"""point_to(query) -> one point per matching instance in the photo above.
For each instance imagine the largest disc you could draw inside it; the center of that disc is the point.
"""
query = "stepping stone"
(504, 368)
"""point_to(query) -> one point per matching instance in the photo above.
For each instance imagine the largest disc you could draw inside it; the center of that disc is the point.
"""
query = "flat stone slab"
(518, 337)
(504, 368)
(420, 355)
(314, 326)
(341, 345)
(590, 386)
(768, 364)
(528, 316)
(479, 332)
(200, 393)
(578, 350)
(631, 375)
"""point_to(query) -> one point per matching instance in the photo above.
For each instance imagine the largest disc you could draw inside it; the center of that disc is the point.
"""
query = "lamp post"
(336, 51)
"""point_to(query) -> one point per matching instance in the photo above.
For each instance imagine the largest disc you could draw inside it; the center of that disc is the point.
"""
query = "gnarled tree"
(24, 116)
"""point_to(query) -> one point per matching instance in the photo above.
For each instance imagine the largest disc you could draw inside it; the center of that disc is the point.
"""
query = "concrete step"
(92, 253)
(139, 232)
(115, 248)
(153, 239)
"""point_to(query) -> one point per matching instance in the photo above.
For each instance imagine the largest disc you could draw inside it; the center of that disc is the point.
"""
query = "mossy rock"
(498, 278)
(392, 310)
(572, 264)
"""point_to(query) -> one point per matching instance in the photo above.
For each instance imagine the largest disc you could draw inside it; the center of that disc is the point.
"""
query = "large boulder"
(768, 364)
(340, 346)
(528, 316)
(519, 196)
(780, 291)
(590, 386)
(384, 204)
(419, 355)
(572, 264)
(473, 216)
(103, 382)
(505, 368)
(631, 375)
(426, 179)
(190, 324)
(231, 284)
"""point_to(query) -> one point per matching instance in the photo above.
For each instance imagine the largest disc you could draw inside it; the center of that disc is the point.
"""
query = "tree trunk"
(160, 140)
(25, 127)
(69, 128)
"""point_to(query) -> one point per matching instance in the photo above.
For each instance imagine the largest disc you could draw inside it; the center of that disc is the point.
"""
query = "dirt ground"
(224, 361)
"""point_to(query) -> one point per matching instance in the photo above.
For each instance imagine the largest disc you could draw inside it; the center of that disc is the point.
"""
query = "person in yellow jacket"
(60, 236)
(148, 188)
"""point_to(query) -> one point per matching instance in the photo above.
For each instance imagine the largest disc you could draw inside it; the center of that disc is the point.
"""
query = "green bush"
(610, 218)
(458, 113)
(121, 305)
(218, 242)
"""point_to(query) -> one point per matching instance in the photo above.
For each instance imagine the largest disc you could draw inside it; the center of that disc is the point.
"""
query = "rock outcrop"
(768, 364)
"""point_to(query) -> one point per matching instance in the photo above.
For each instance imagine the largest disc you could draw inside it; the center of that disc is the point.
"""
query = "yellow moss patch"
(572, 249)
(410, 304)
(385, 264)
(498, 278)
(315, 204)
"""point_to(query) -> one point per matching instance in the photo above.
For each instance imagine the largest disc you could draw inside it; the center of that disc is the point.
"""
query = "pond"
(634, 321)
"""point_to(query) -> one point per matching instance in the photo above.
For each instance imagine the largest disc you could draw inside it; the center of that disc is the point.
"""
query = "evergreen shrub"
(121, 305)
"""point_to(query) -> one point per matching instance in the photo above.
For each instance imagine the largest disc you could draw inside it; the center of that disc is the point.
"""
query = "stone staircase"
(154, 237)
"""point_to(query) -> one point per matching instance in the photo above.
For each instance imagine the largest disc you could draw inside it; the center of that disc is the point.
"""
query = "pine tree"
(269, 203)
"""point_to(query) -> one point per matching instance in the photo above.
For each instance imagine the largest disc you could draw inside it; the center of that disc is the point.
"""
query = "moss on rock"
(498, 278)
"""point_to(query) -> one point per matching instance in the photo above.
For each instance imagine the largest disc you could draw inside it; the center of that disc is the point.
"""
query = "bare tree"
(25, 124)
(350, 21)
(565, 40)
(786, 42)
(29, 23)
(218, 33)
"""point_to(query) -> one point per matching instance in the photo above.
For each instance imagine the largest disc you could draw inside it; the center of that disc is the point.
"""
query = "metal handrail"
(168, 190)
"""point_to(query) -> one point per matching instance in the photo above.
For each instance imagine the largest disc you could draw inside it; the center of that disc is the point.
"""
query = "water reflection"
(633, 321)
+===+
The full set of records should be duplicated exactly.

**RESULT FOR THIS TASK:**
"""point_to(query) -> one point per matching instance in the photo above.
For each instance imagine the largest disc you could draw inside it; the center of that disc is the point.
"""
query = "stepping stone"
(504, 368)
"""point_to(query) -> one point per matching instance in the photo above.
For each instance imagine the largest disc you could draw inside it; the center of that disc is the point.
"""
query = "flat stone slab"
(518, 337)
(504, 368)
(420, 355)
(314, 326)
(341, 345)
(590, 386)
(768, 364)
(528, 316)
(479, 332)
(200, 393)
(578, 350)
(631, 375)
"""point_to(query) -> one point per matching instance in the photo above.
For each instance imagine the largest disc you could draw inside it; the center of that disc is the point.
"""
query = "lamp post"
(336, 51)
"""point_to(query) -> one point per matching instance in the photo above.
For each instance imagine the largest disc you could draw inside it; the center of that disc is the point.
"""
query = "gnarled tree"
(24, 116)
"""point_to(query) -> one point per matching instance in the photo above.
For each instance imagine the largest disc you could draw inside it; the center of that disc is the point.
"""
query = "concrete step"
(92, 253)
(139, 232)
(115, 248)
(153, 239)
"""point_to(query) -> one point per matching instance in the photo above.
For each instance imagine the largest disc you could draw inside it; the center of that disc is the point.
"""
query = "mossy rock"
(498, 278)
(392, 310)
(572, 264)
"""point_to(query) -> one point per matching instance in the photo above.
For each instance imagine the largest disc you could draw inside it; the center of that disc is the point.
"""
query = "large boulder"
(768, 364)
(340, 346)
(528, 316)
(519, 196)
(780, 291)
(590, 386)
(384, 204)
(419, 355)
(572, 264)
(473, 216)
(103, 382)
(505, 368)
(631, 375)
(426, 179)
(190, 324)
(231, 284)
"""point_to(query) -> one point per matching instance in the photo above.
For each instance imagine the largest disc you could draw inside it; the center of that disc is the point.
"""
query = "tree trunk"
(160, 140)
(25, 127)
(69, 128)
"""point_to(query) -> one point per matching instance in the photo above.
For each instance imagine the largest disc you could draw inside it; the center of that disc is the point.
"""
query = "dirt ground"
(224, 361)
"""point_to(query) -> one point per matching instance in the photo above.
For each instance imagine the largest disc you could draw inside it; the center of that disc is the point.
"""
query = "person in yellow jacket"
(60, 236)
(148, 188)
"""point_to(query) -> one point per matching instance in the photo above.
For each instance imagine the largest disc you could draw inside it; the center of that disc is the point.
"""
query = "green bush"
(610, 218)
(458, 113)
(121, 305)
(218, 242)
"""point_to(query) -> one point per matching instance in the photo above.
For each instance imagine the largest disc you could draw inside it; the center of that disc is the point.
"""
query = "rock outcrop"
(768, 364)
"""point_to(query) -> one point per matching instance in the photo above.
For each instance imagine the largest disc you could draw inside it; the center of that disc is the point.
"""
query = "yellow moss patch"
(572, 249)
(410, 304)
(385, 264)
(498, 278)
(315, 204)
"""point_to(query) -> one point per matching instance in the photo above.
For each instance imagine the largest disc you could draw inside it; the center of that disc is the point.
"""
query = "pond"
(634, 321)
"""point_to(query) -> one point per matching instance in the photo above.
For each instance imagine the largest disc you could draw inside it; the center of that disc is the point.
"""
query = "evergreen shrub"
(121, 305)
"""point_to(query) -> one point per matching instance in the photo above.
For each instance imagine the largest disc you could draw inside it; the center of that disc is the point.
"""
query = "stone staircase"
(154, 237)
"""point_to(query) -> one point per matching instance in the photo above.
For each instance imagine the largest disc you could draw inside it; the center of that disc is the point.
"""
query = "pine tree"
(269, 203)
"""point_to(query) -> one point per matching instance in the photo above.
For each instance imagine the largest disc you could draw inside it; the center of that disc is the point.
"""
query = "moss on rock"
(498, 278)
"""point_to(query) -> one point per matching instance in the photo above.
For each instance imagine the largest disc you could draw inside it; the center of that disc is the point.
"""
query = "bare tree"
(25, 124)
(350, 21)
(565, 40)
(786, 42)
(29, 23)
(218, 33)
"""point_to(query) -> one point per matching instance in the photo above.
For each instance imagine the largest disc you could draw inside it; the center of that disc is the point.
"""
query = "metal handrail"
(168, 190)
"""point_to(query) -> one point per matching instance in the photo above.
For each instance imagine the largest disc you could draw inside it; the center of that disc is the point.
"""
query = "water reflection"
(633, 321)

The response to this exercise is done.